* Passage given *
Re: [PATCH v4 0/6] VFIO mdev aggregated resources handling

Halil Pasic <pasic@xxxxxxxxxxxxx> · Tue, 18 Dec 2018 19:05:20 +0100

On Fri, 14 Dec 2018 11:28:36 -0700
Alex Williamson <alex.williamson@xxxxxxxxxx> wrote:

[..] 

> > 
> > In my opinion, bringing in this assumption that 'the parent device
> > provides <instances> homogeneous and functionally interchangeable
> > resources, and when one does a successful create one is allocated and
> > assigned to the created mdev device' was a needless limitation in the
> > first place. I.e. it does not translate at all to vfio-ap.
> 
> Instances is meant to convey limitation, not impose them.  Most mdev
> devices are fundamentally some sort of partitioning of a physical
> device, though it is possible to have purely virtual devices.  In the
> former case, various types can compose the resources in different ways
> and it's useful to have a mechanism to expose to the user, in an
> abstract way, how many of each type of device can be supported by the
> parent device in order to understand the constraints.  For example a
> GPU may only support a single "heavy weight" vGPU or (ex.) four
> "lightweight" vGPUs and a user would want to know this for their
> capacity planning.

I understand, available_instances is a very abstract way to convey
resource demand and supply for a type. AFAIU it ain't as much about
programming against, but rather about being informative. What I mean,
checking available_instances before doing a create is probably not very
helpful, as there is no guarantee that some other create won't snatch
away the 'available_instances', or the other way around.

* Exercises *
[A] Can you recast the paragraph of the VFIO mdev email that begins "Instances is meant to convey limitation" as a short bulleted list that keeps its main points?
[B] Would you extend the VFIO mdev email by one more paragraph, starting right after its final sentence?
The records after this point come from a separate source unrelated to the VFIO mdev email.

* Information shown *
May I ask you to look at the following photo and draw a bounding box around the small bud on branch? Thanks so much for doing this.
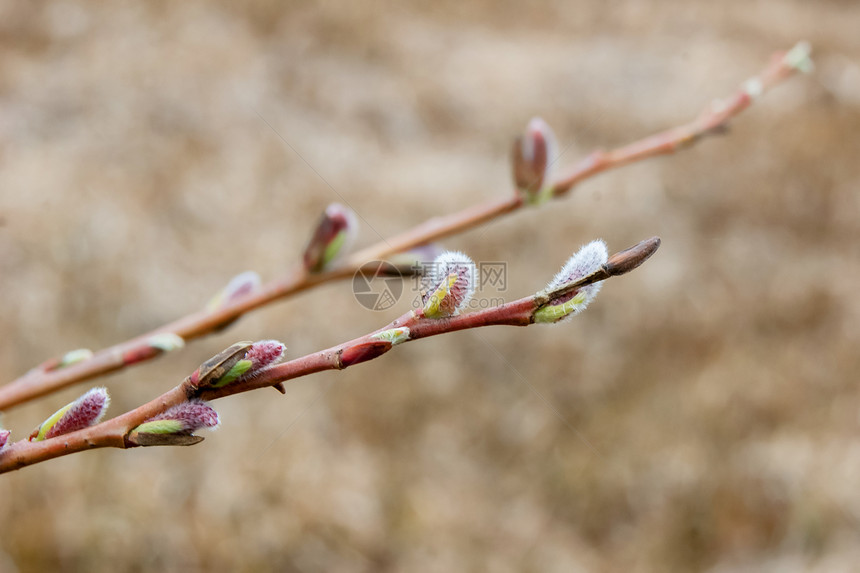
[511,117,556,204]
[206,271,263,310]
[303,203,358,273]
[128,400,221,446]
[422,251,477,318]
[534,241,609,323]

* Set of answers *
[A]
- Instances is meant to convey limitations, not impose them.
- Most mdev devices partition a physical device in some way, though purely virtual devices are also possible.
- With partitioned devices, different types can compose resources in different ways. It helps to show the user, abstractly, how many of each type the parent device can support so the constraints are clear.
- Example: a GPU might support only one "heavy weight" vGPU or four "lightweight" vGPUs, which a user would want to know for capacity planning.

[B]
> 
> There are corner cases with available_instances though, for instance a
> virtual device could have no fixed limit.  Perhaps reporting -1 for
> available instances would be a solution there.  For vfio-ap, it does
> seem that there's a limit based on the hardware, but I'll grant that
> it's somewhat difficult to calculate how and when to decrement
> available_instances based on how many intersections are created in the
> matrix.  Still, I think the usefulness for the general case outweighs
> the awkwardness for others but maybe we can re-evaluate if we should
> formally define something like -1 if it's not applicable.
> 

My intuition was, and still is, that the partitioned resources (and their
supply and demand) are better modeled by the vendor driver, at the
granularity level the vendor driver sees appropriate.

I do understand the benefit of having a common abstraction. In this case
however, I'm more on the side that this abstraction is costly.

> > Thinking abstract OOP, mdev devices are just objects of some type (or
> > with
> > other words object class). Create corresponds to the constructor.
> > Furthermore mdev is a proponent of the RAII (resource acquisition is
> > initialization) pattern -- I like RAII. Now the fact that type of the
> > object created  determines every relevant aspect of the resources
> > acquired is IMHO limiting. This series tries to mitigate that
> > problem by introduces aggregate=N with the semantic 'Nay, don't
> > acquire resources as the type would normally imply, but multiply
> > what is normal with N -- kind of.' This is an optional mechanism,
> > with optional facilities.
> > 
> > The bulk of the code is added to core mdev, because aggregate is
> > although optional but nevertheless core feature of mdev.
> > 
> > Clearly aggregate makes no sense for vfio-ccw nor for vfio-ap: for
> > the latter, the identity of the backing resources is crucial. But
> > vfio-ap could, at least theoretically, benefit from a create
> > parameter. Currently we acquire resources after the mdev device was
> > created, because in the context of create there was no means to tell
> > what resources are to be acquired.
> > 
> > Coming from this position, I think, passing everything after the uuid
> > to the vendor driver, and letting it handle 'constructor parameters'
> > would be a more flexible option. If that flexibility is desirable,
> > that is a different matter.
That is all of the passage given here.